WRITTEN REQUEST:
Your task is to retype each line of the data below exactly.

Stored data:
___

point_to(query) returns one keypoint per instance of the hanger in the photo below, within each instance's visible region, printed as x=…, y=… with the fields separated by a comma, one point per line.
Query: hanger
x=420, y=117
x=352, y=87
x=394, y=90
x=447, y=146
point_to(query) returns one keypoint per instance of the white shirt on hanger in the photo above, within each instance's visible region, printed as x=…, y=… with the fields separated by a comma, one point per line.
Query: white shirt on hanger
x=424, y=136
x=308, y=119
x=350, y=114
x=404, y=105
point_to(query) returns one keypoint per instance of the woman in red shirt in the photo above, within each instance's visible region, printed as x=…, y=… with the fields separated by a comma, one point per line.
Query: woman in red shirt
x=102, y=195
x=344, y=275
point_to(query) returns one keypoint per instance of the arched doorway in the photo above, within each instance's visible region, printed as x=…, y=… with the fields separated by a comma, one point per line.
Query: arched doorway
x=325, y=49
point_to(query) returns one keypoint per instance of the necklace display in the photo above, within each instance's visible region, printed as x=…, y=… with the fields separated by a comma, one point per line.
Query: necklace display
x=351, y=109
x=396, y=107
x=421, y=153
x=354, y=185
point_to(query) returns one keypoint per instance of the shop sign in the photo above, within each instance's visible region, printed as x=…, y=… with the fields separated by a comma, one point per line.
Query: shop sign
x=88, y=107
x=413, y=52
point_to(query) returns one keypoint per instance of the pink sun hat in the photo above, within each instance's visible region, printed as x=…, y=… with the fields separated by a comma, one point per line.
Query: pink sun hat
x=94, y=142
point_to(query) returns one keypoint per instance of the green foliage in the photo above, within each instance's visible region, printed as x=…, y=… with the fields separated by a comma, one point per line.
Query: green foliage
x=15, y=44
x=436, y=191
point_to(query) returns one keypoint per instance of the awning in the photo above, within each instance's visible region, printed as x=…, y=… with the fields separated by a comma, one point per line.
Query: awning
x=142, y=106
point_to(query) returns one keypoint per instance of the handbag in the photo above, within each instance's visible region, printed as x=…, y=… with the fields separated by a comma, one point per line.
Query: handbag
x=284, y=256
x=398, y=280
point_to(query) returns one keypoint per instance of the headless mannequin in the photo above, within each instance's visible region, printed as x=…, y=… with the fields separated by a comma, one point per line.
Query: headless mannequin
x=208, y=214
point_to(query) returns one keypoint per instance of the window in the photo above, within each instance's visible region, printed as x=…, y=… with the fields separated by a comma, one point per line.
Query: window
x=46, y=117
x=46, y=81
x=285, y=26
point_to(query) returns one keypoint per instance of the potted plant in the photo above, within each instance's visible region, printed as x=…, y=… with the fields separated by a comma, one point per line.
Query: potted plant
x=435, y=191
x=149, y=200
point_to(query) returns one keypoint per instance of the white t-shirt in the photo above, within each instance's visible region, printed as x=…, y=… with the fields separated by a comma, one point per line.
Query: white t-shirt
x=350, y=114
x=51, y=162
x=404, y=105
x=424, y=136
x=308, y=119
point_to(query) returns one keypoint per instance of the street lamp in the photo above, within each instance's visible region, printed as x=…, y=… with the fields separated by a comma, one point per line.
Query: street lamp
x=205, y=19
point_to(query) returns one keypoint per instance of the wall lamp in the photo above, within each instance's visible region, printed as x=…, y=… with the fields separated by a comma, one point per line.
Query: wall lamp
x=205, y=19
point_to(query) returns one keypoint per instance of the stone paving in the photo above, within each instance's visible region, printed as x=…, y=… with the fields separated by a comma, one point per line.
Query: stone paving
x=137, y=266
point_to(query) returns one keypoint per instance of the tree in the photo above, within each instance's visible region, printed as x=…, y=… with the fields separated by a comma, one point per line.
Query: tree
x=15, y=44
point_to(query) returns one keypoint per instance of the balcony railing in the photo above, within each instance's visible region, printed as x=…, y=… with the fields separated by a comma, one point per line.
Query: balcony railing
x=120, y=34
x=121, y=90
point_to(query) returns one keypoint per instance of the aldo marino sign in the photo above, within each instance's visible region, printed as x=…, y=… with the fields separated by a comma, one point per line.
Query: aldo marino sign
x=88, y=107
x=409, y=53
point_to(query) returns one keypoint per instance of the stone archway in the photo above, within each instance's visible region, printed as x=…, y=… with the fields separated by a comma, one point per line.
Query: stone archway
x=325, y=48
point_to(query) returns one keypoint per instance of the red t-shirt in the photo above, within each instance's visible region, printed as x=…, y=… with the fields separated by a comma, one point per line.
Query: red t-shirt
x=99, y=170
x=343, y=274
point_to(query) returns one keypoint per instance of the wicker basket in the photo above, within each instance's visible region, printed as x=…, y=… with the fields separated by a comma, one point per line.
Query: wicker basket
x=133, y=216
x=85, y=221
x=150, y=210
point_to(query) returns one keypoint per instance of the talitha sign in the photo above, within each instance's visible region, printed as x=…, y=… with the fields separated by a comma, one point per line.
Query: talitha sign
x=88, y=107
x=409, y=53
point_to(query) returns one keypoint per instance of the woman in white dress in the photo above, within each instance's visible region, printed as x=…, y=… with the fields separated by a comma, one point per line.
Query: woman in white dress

___

CORRECT RESPONSE:
point_to(query) returns one keypoint per instance of the hanger in the photo below, within each instance's visible region, printed as x=…, y=… with the fields separated by a comma, one point per line.
Query: hanger
x=420, y=117
x=352, y=87
x=394, y=90
x=447, y=146
point_to(query) returns one keypoint per instance of the white shirt on hanger in the photo above, within each instance's visible region, printed as x=…, y=… with the fields separated by a comma, one point per line.
Query: white shirt on hanger
x=424, y=136
x=308, y=119
x=350, y=114
x=404, y=105
point_to(query) returns one keypoint per instance of the woman in red shirt in the photo above, within each instance's visible region, printed as x=…, y=… with the fields separated by a comma, one point per line.
Query: woman in red shirt
x=102, y=195
x=344, y=275
point_to(query) returns one keypoint per instance of the arched doorway in the photo above, within each instance's visible region, printed as x=…, y=… with the fields separated by a comma, one point per line.
Query: arched doorway
x=325, y=49
point_to(query) returns one keypoint per instance of the necklace display in the photo above, within each instance's visible region, printed as x=…, y=… with the fields separated by a comma, one point per line.
Query: necklace display
x=351, y=109
x=396, y=107
x=421, y=153
x=354, y=185
point_to(query) returns one keypoint per instance of the shop sign in the photo above, within each instance's visible region, printed as x=…, y=… with the fields separated by a comma, one point per line.
Query: shop sign
x=88, y=107
x=413, y=52
point_to(query) returns one keypoint per instance of the pink sun hat in the photo above, within each instance's visible region, printed as x=…, y=… with the fields separated by a comma, one point per line.
Query: pink sun hat
x=94, y=142
point_to(query) returns one keypoint per instance of the green foliage in the photo above, within each instance's visible region, printed as x=…, y=… with the fields separated by a comma, one point per line.
Query: green foliage
x=15, y=44
x=436, y=191
point_to(query) returns one keypoint per instance of the awning in the photo above, within each instance's visible region, printed as x=…, y=… with the fields separated by a comma, one point per line.
Query: awning
x=142, y=106
point_to(query) returns one keypoint per instance of the handbag in the photo above, within each instance's visible region, printed as x=…, y=… with the fields separated by a comma, one point per line.
Query: handbag
x=284, y=256
x=398, y=280
point_to(query) returns one keypoint per instance of the headless mannequin in the photo above, within each instance's visible region, printed as x=…, y=… with the fields separated by a comma, one point per line.
Query: headless mannequin
x=208, y=214
point_to(query) returns one keypoint per instance of the window in the photo above, within each instance's visible region, printed as x=…, y=… with the fields separated by a comma, one point per line.
Query: window
x=46, y=117
x=46, y=81
x=285, y=26
point_to(query) returns one keypoint per instance of the potted plant in the photo above, within each instance's visible region, printed as x=…, y=… with the fields separated by a comma, one point per line.
Query: potted plant
x=435, y=191
x=149, y=200
point_to(query) returns one keypoint per instance of the white t-shirt in the photo above, within each instance's visible region, printed as x=…, y=… with the fields separated by a comma, one point per line.
Query: white t-shirt
x=350, y=114
x=51, y=162
x=404, y=105
x=424, y=136
x=308, y=119
point_to(query) returns one keypoint per instance of the street lamp in the photo above, within each instance's visible region, printed as x=…, y=… with the fields separated by a comma, one point per line.
Query: street lamp
x=205, y=19
point_to(query) returns one keypoint per instance of the wall lamp in the photo above, within each instance's visible region, printed as x=…, y=… with the fields separated by a comma, one point per line.
Query: wall lamp
x=205, y=19
point_to(query) returns one keypoint per instance of the stone paving in the photo above, within each instance's visible region, printed as x=…, y=… with the fields separated by a comma, one point per line.
Query: stone paving
x=137, y=266
point_to(query) returns one keypoint per instance of the tree in the photo above, within each instance's visible region, printed as x=…, y=… with the fields separated by a comma, one point per line.
Query: tree
x=15, y=44
point_to(query) returns one keypoint per instance of the balcony railing in the photo above, within each instance's visible region, printed as x=…, y=… with the fields separated by a comma, one point per line.
Query: balcony railing
x=120, y=34
x=121, y=90
point_to(query) returns one keypoint per instance of the aldo marino sign in the photo above, within each instance's visible region, printed as x=…, y=… with the fields separated by a comma, one point per line.
Query: aldo marino sign
x=88, y=107
x=409, y=53
point_to(query) returns one keypoint per instance of the stone archway in the photo above, within each instance's visible region, printed as x=…, y=… with the fields separated by a comma, one point per line.
Query: stone archway
x=325, y=48
point_to(query) returns one keypoint per instance of the red t-shirt in the photo above, within each instance's visible region, printed as x=…, y=… with the fields separated by a comma, one point per line.
Query: red t-shirt
x=99, y=170
x=343, y=274
point_to(query) returns one keypoint per instance of the wicker basket in the photo above, within each instance's visible region, printed as x=…, y=… with the fields separated by a comma, one point per line.
Query: wicker basket
x=133, y=216
x=85, y=221
x=150, y=210
point_to(query) returns one keypoint per instance of the talitha sign in the photo above, within each instance's visible region, printed as x=…, y=… with the fields separated by a comma, one point per line.
Query: talitha sign
x=88, y=107
x=409, y=53
point_to(query) returns one keypoint per instance of the woman in white dress in the photo above, within each instance's visible region, printed as x=…, y=… with the fields separated by a comma, one point per line.
Query: woman in white dress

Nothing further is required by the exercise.